Il verde nella storia antica
Al contrario del blu e del rosso, non c’è traccia di verde nelle pitture preistoriche, forse proprio perché sulle pareti delle grotte venivano utilizzati i colori trovati in natura, di cui non abbiamo più traccia. Le prime testimonianze dell’utilizzo di questa tinta risalgono a 5000 anni fa, quando gli antichi Egizi scelsero questo colore per rappresentare la vegetazione e la fertilità del Nilo, che inondava con le sue acque la terra rendendola rigogliosa. La divinità egizia Osiride era spesso rappresentata con la pelle verde, proprio per simboleggiare la rinascita e la fertilità. In alcune tombe dell’epoca sono state rinvenute tavolozze di trucchi per il viso di colore verde, ottenuto con la malachite, un minerale verde ricco di rame che veniva polverizzato e usato come pigmento: gli egizi avevano l’usanza di truccare il bordo degli occhi con la tinta verde per proteggersi dal male. La stessa credenza si ritrova per i defunti: piccoli amuleti di colore verde a forma di scarabei, realizzati in malachite, sono stati ritrovati all’interno delle tombe, probabilmente lasciati proprio con lo scopo di proteggere il defunto.
Oltre alla malachite, per ottenere la tinta verde venivano utilizzati pigmenti come il verdigris e il verde egizio: il verdigris era un composto di acetato di rame, ottenuto dalla corrosione del metallo, mentre il verde egizio era una miscela di malachite, azzurrite e altri minerali che veniva preparata sinteticamente.
Per colorare di verde i tessuti, prima venivano tinti di giallo con pigmenti a base di zafferano e poi imbevuti nella tintura blu ricavata dalle radici della pianta del guado.
Sfumature di verde nel Medioevo
Se nella Roma del Basso Impero i neonati erano avvolti in stuoie verdi per augurare loro una buona sorte, nel Medioevo questo colore era scelto dalle ragazze in cerca di marito che, poi, una volta sposate, lo indossavano come augurio di maternità. Ma, forse proprio a causa della sua instabilità nella tintura dovuta al processo di composizione difficoltoso, nel Medioevo il verde era anche associato all’inganno e all’astuzia e, quindi, rappresentava il colore del Diavolo, delle streghe e degli animali fantastici più spaventosi come i draghi, i serpenti mostruosi come l’idra e il basilisco, e le sirene.

──────────────────────────────

* **Attività da svolgere**
**a)** Secondo il brano sulla storia del colore verde, da quale minerale gli Egizi ricavavano il verde dei trucchi per il viso?
**b)** Stabilisci se ciascuna delle seguenti affermazioni concorda con il brano sulla storia del colore verde: (i) nelle pitture preistoriche ci sono tracce di verde; (ii) il verdigris si otteneva dalla corrosione del metallo; (iii) nel Medioevo il verde era scelto dalle ragazze in cerca di marito.
**c)** Riprendi il brano sulla storia del colore verde e prosegui il testo dal punto in cui si interrompe.

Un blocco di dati
──────────────────────────────

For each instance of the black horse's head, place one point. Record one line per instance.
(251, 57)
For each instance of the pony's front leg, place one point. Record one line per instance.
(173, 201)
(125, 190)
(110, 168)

──────────────────────────────

* **Risposte alle attività**
**a)** Dalla malachite, un minerale verde ricco di rame.

**b)**
(i) No: «non c’è traccia di verde nelle pitture preistoriche».
(ii) Sì: «il verdigris era un composto di acetato di rame, ottenuto dalla corrosione del metallo».
(iii) Sì: «nel Medioevo questo colore era scelto dalle ragazze in cerca di marito».

**c)**
Fin dai suoi primi giorni, il colore verde è stato associato all’Islam, perché legato ad una frase del Corano che recita: “coloro che abitano il paradiso indosseranno raffinati abiti di seta verde”. Così le moschee sono decorate in vari colori ma quasi sempre con toni verdi predominanti e le tombe dei santi sufi, la dimensione mistica dell’Islam, sono ricoperte di seta verde. Ecco perché la tribù del profeta Maometto aveva uno stendardo verde e quasi tutti i paesi islamici usano questo colore nelle proprie bandiere.
Il verde mantiene il suo fascino controverso anche nella storia occidentale del secolo XV e XVI: la tradizione di buon auspicio del colore verde si conferma nel famoso “Ritratto dei coniugi Arnolfini” di Jan van Eyck (1434-35) in cui la donna raffigurata non è incinta, come si potrebbe indovinare a causa della foggia dell’abito, ma si pensa sia stata raffigurata in quella posizione e in verde come rito propiziatorio per una numerosa progenie.
Il verde al veleno
Il punto di svolta nella diffusione artistica – e non solo - di questo colore avvenne in epoca vittoriana, quando si diffuse l’usanza di ottenere la tinta verde aggiungendo arsenico, la sostanza altamente tossica che si ritiene causa del decesso dei numerosissimi che maneggiarono libri, giocattoli, oggetti decorativi o, solamente, dimorarono in stanze decorate con questo tipo di tintura. Sia il verde di Scheele, messo a punto nel 1775 dal chimico svedese Carl Wilhelm Scheele, che ebbe subito un successo straordinario grazie alla sua intensità e resistenza alla luce, sia il verde di Parigi o verde di Schweinfurt, costituito da arsenico e piombo, di cui s’innamorarono i pittori impressionisti nel corso del XIX secolo, sono ritenuti i responsabili delle intossicazioni che costarono la salute o la vita dei molti entrati in contatto con i pigmenti verdi tossici. Solo per citare uno dei casi più famosi, la residenza di Napoleone Bonaparte in esilio sull’isola di Sant’Elena, Longwood House, aveva le pareti dipinte con questa tinta. Fu infatti Goethe, per primo, nella sua “Teoria dei colori”, a considerare la tinta verde “rasserenante” e a raccomandarne l’impiego nei locali destinati al riposo e al convivio e il movimento romantico della fine del 1700 a sdoganare il verde come colore della natura, dell’ecologia e dell’ambiente, così come è arrivato ai nostri giorni.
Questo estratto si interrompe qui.